[Point localization data]
== Segment start ==

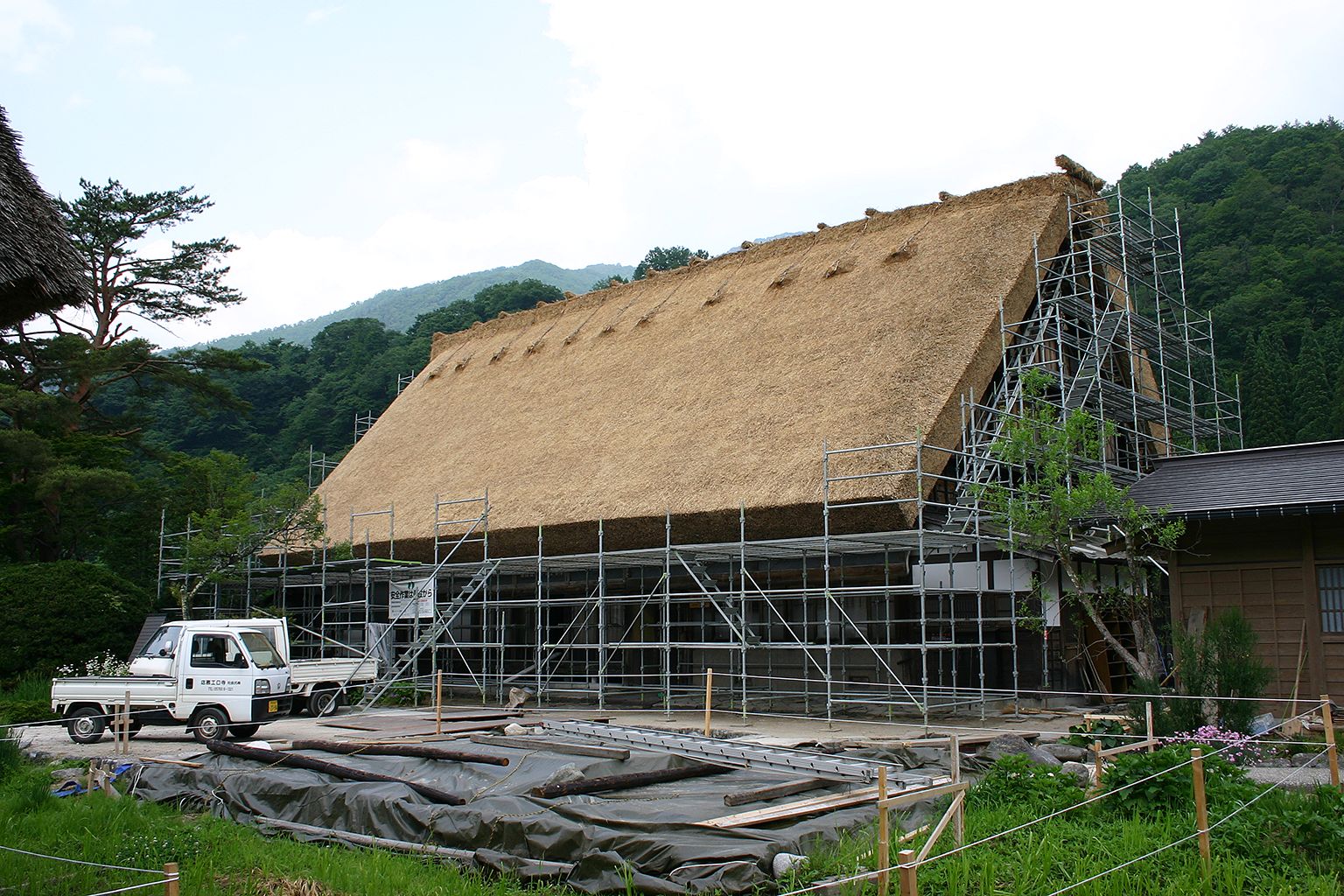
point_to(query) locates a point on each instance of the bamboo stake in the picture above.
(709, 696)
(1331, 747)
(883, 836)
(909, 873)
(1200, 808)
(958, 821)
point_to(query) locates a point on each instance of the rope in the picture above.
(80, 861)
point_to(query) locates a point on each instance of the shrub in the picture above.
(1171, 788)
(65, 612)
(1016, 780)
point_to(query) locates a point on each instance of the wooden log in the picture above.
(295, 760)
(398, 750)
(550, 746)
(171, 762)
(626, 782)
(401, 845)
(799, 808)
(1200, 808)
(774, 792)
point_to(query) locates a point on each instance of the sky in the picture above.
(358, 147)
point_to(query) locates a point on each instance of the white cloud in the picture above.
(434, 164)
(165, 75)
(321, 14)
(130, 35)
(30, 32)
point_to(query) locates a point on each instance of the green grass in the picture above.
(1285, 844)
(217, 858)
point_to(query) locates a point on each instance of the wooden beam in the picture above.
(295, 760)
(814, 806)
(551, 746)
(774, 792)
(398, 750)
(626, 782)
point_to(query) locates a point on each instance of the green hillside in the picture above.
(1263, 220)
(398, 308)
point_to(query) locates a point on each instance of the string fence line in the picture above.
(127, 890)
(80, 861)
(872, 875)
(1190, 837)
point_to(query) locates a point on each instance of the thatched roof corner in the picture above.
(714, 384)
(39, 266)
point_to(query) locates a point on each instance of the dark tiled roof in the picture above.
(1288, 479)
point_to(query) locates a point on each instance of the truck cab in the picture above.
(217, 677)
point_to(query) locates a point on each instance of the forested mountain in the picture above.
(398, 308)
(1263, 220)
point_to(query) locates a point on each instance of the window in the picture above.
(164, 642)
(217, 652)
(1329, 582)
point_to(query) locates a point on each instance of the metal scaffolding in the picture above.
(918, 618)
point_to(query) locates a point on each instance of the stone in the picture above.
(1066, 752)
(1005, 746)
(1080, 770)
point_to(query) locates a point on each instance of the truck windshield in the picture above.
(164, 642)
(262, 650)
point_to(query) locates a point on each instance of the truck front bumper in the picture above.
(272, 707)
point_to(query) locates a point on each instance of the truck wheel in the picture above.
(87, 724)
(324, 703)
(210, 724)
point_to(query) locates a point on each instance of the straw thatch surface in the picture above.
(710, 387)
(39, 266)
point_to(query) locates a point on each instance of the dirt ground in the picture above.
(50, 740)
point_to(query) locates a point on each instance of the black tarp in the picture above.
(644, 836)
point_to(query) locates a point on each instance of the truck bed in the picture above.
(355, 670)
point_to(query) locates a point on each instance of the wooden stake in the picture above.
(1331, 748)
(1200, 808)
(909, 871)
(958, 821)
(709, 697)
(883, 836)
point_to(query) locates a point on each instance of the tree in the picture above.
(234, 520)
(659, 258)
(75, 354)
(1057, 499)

== Segment end ==

Reproduce every line above exactly as written, omitting the images.

## Problem solution
point_to(query) locates a point on each instance of the bamboo stake in the picture above.
(709, 696)
(1331, 747)
(883, 836)
(909, 873)
(1200, 808)
(958, 821)
point_to(query) locates a point on each instance of the rope in the picture above.
(80, 861)
point_to(query) locates a point on each instance of the shrub in the picture above.
(1171, 788)
(65, 612)
(1016, 780)
point_to(query) locates a point on each instance of the wooden log in the picture above.
(295, 760)
(398, 750)
(550, 746)
(171, 762)
(626, 782)
(401, 845)
(799, 808)
(1200, 808)
(774, 792)
point_to(query) locates a point on each instance of the sky in the picture above.
(358, 147)
point_to(query) locates a point on each instance of the white cloud in the picture above.
(434, 164)
(165, 75)
(321, 14)
(130, 35)
(30, 32)
point_to(query) locates a point on each instance of the green grass in the picture above.
(1285, 844)
(217, 858)
point_to(query) locates a point on each instance of the wooden beam in the picture above.
(295, 760)
(814, 806)
(551, 746)
(774, 792)
(398, 750)
(626, 782)
point_to(query) locates a point on each instance of the green hillside in the picture above.
(1263, 220)
(398, 308)
point_to(query) locates a point on each instance of the string fence line in the picture above.
(127, 890)
(80, 861)
(872, 875)
(1190, 837)
point_to(query) locates a point on each instance of the thatched roof corner in the picture above.
(714, 384)
(39, 266)
point_to(query) locates a point on each instance of the dark tiled roof in the picture above.
(1288, 479)
point_to(query) locates a point on each instance of the truck cab in the picture above.
(217, 677)
point_to(query) locates a point on each instance of the forested mountain in the picture above.
(398, 308)
(1263, 220)
point_to(query) locates a point on each instance of the window in the picture above.
(164, 642)
(217, 652)
(1329, 582)
point_to(query) locates a point on each instance of the metal scaffolding in the picture above.
(918, 618)
point_to(query) locates a point on each instance of the stone in the picture above.
(1066, 752)
(1005, 746)
(1080, 770)
point_to(query) locates a point on each instance of the truck windshield in the picture above.
(164, 642)
(262, 650)
point_to(query) locates a point on each instance of the truck front bumper in the picture above.
(272, 707)
point_to(query) locates a point on each instance of the truck wheel in the picture above.
(87, 724)
(324, 703)
(210, 724)
point_to(query) locates a point on each instance of the straw thatch surface in the picture above.
(710, 387)
(39, 266)
point_to(query) locates a point on each instance of the dirt ground in the picture above.
(50, 740)
point_to(query) locates a point on each instance of the black tarp in the picture above.
(644, 836)
point_to(query) locates a point on each instance of the truck bed in the picture above.
(355, 670)
point_to(query) locates a point on each instance of the wooden stake in the picture above.
(1331, 748)
(1200, 808)
(909, 871)
(958, 821)
(709, 697)
(883, 836)
point_to(query) locates a point on each instance of the tree in the picture above.
(234, 520)
(659, 258)
(75, 354)
(1057, 499)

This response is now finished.